Rabin: Old salt as father figure

Grumpy Old Man: Reflections on character assassination, Jewish voodoo and looking the other way.

Yitzhak Rabin 311 (photo credit: Courtesy)
Yitzhak Rabin 311
(photo credit: Courtesy)
I cried openly and without shame that horrible Saturday night 18 years ago when Eitan Haber announced to the world that Yitzhak Rabin was dead. My eyes teared up through the rest of the night as I remained glued to the TV, all the next day while I was in my office trying to work, and through the next evening as I sat at home with my family. My father had died 21 years previously, almost to the day, and now I felt like it was happening all over again.
Rabin as father figure? I didn’t always appreciate the logic of his policies, but as a military hero-turned national leader and statesman he provided for me and made me feel safe. Also, I couldn’t imagine being in his shoes. Those are things we often associate with fathers.
I got to see and hear Rabin up close.
One meeting stands out, an interview at Kirya military headquarters in Tel Aviv when he was defense minister, on a Friday afternoon just before the 20th anniversary of the 1967 war.
The ministry spokesman had granted me “no more than 45 minutes,” but Rabin waved off his repeated protests and sat with me for close to three hours.
In quiet tones, he told of the victory in which the IDF, in six short days, had turned things around for a nation literally contemplating its demise. But he spoke much longer, with what was clearly sincere and deep sorrow, of having sent over 700 men to their deaths.
Not once during that interview, even when prodded, did he bask in the limelight afforded those who help save their countries.
He was not the warmest of people (though most of those who were familiar with him and his ways understood that his distance was the product of shyness, not aloofness), and when he finally smiled halfway into our meeting, he looked like a bashful farm boy. The slight upward turn of his mouth, the small crinkle of his eyes after so much serious discourse, won you over immediately, and often for good.
Contemplating my grief the night before his funeral, I decided to join the throngs that filed past his army-issue pine casket lying in state in front of the Knesset. I went at 3 a.m., figuring the crowd would have tapered off. Instead, I found – in the middle of the night – a crush of silent, stunned humanity trailing 100-deep from the Knesset gates to the Finance Ministry 250 meters away.
Despairing of ever making it in, I fished out my government-issue press card and found myself being ushered by an old friend from the Government Press Office straight onto the Knesset plaza and, unbelievably, beyond the police barricades – where the casket lay on a black bier, surrounded by four ramrod-straight Knesset guards and two psalm-reciting army chaplains.
For a long time, as those who had waited hours to get in were gently urged on by police and granted no more than a 30-second look from over 15 meters away, I was able to stand for as long as I wanted mere centimeters from my dead prime minister. I could almost reach out and touch the casket. God knows, I wanted to.
I finally sat down on the platform that had been assembled a few meters away for the press. Resting my head in my hands, I wondered about my emotions: Why did I have to come here in the middle of the night? Why did I want to be so close to this man in death? Was it Rabin the father? Rabin the brave peacemaker? Maybe it was the fact that his assassination had left in its wake a sense of uncertainty about the future. Israel was navigating shallow and treacherous waters, and while so far a cautious old salt had been at the helm, the captain now would be Shimon Peres, a man who seemed more intent on getting into port on time and maybe with a little razzle-dazzle, even if it meant the possibility of ripping open the hull and taking on water.

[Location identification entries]
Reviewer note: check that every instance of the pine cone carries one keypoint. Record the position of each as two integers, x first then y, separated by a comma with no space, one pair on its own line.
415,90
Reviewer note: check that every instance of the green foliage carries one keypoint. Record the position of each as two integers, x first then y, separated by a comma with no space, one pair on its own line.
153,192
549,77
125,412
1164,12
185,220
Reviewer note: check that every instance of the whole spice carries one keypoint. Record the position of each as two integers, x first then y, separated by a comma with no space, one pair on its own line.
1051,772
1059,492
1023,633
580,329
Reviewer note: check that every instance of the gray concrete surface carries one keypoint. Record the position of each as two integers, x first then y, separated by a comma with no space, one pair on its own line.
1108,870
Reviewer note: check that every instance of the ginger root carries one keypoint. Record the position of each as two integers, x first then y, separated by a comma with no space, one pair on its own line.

## To-do list
• A. Answer these questions from the column on Yitzhak Rabin, one answer per line:
(i) How many years before Rabin's death had the writer's father died?
(ii) About how long did Rabin sit with the writer in the interview for which the spokesman had allowed "no more than 45 minutes"?
(iii) At what hour did the writer go to file past the casket at the Knesset?
• B. Write the next few paragraphs of the column on Yitzhak Rabin, continuing from its last sentence.
None of the location identification lines are needed here.

## Answers for the exercise
• A.
(i) 21 years
(ii) Close to three hours
(iii) 3 a.m.

• B.
In the end, I realized that it was guilt, pure and simple, that had brought me in the small hours to the dead Yitzhak Rabin.
EARLIER THE same night, the prime minister’s widow left her Ramat Aviv home to talk briefly with the many hundreds of citizens who had gathered outside. With heart-wrenching sincerity she thanked them for coming, saying their presence was a deep comfort. But where had they been, she demanded to know, with the same dugriut, or frankness, that her late husband was known for, when every weekend, rain or shine, protesters would gather behind police barricades across the street to scream “Rabin the traitor,” “Rabin the murderer,” “ Rabin the Nazi,” up to the eighth-floor windows? The writing had indeed been on the wall: the vicious chants and placards at the anti-government rallies; the photo montages on posters and placards showing Rabin in Arab headdress; the invoking of ancient Jewish curses on the prime minister by right-wing rabbis (rabbis, for heaven’s sake!); the calls for Rabin’s out-and-out murder by people who the next day might be in line ahead of you at the supermarket or using the locker next to yours at the health club.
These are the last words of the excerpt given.